Image object location entries:
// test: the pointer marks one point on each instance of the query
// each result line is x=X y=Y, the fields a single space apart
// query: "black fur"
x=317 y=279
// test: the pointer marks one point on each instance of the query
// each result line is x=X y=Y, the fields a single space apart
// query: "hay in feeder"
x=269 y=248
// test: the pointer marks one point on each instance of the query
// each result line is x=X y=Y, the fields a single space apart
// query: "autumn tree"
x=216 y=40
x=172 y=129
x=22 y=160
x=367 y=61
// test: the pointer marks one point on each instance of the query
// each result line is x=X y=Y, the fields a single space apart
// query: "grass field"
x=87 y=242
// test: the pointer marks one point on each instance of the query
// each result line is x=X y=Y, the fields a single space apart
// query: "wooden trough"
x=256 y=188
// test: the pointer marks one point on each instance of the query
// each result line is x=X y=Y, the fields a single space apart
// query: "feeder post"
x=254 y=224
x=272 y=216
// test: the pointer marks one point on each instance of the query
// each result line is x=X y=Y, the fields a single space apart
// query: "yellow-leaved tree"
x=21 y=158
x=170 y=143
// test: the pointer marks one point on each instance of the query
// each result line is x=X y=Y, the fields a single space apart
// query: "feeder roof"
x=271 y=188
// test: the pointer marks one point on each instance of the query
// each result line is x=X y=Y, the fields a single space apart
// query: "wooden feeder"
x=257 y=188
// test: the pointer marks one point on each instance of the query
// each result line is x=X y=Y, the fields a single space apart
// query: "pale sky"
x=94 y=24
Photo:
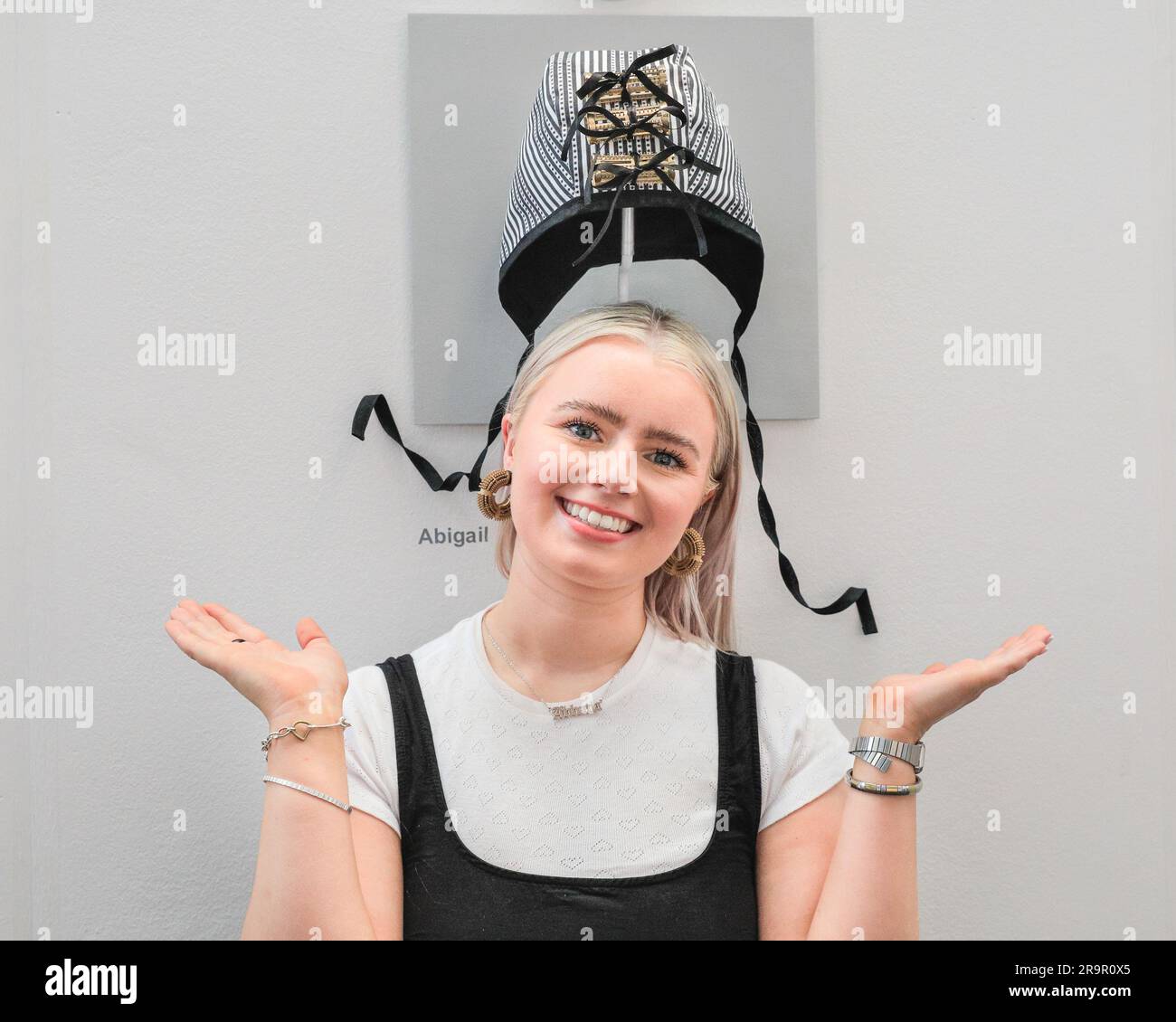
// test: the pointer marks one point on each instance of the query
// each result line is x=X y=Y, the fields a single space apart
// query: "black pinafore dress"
x=451 y=894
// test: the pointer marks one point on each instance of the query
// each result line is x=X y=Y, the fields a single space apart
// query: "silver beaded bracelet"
x=334 y=801
x=882 y=790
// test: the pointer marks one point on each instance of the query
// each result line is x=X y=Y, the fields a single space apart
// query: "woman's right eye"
x=580 y=423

What is expected: Leave out all images, then reproduce the entries above exactly.

Solved problem:
// test: the pointer marks one point on each instance of the query
// each result line is x=X y=Y, the fields a single space apart
// query: "black fur"
x=317 y=279
// test: the pointer marks one point on each instance of the query
// each result line is x=X y=Y, the fields a single space apart
// query: "hay in feeder"
x=269 y=248
// test: the pointer marks one point on each instance of the query
// each result line is x=X y=Y, the fields a single space apart
// query: "autumn tree"
x=216 y=40
x=172 y=129
x=22 y=160
x=367 y=61
// test: the pointer marks one point on each instance of the query
// each result line is x=X y=Y, the fields a single space apart
// query: "grass field"
x=87 y=242
// test: the pointer marks one point on each instance of the query
// each result line is x=X y=Y, the fields a single space apart
// query: "wooden trough"
x=256 y=188
// test: the pointer marks one point on each instance of the query
// each result line is x=X y=Y, the fields a single space apart
// query: "feeder post"
x=254 y=224
x=272 y=216
// test: the pointer marks one point on each instance of the query
// each result line is x=X y=Y, the fields a single space apart
// query: "yellow-leaved tree"
x=21 y=158
x=170 y=143
// test: the pointer marks one point on each instance of the query
// each result line is x=X y=Y, the fields a single space apart
// query: "feeder roof"
x=271 y=188
// test: the pointer marks one point on each instance of the query
// each result line is x=X y=Y, the fields a single space apart
// query: "wooden feeder"
x=257 y=188
// test: the pointer marks one point on each instance of the query
// each result line is x=X y=Y, the fields a single space apart
// query: "pale sky"
x=94 y=24
Photo:
// test: the pointer marks one point on each instance of the query
// each result line is x=X y=Y, the fields a single space apart
// query: "black pinafore dress"
x=451 y=894
// test: the pointer marks one point on each instance of the query
// each result line is x=X y=Y, the fields a single space apart
// query: "silver beaded bracelet"
x=334 y=801
x=882 y=790
// test: the pointer marks one point on each instance of the query
// each result line is x=X y=Y, the fields a single space apart
// query: "woman's right eye"
x=580 y=423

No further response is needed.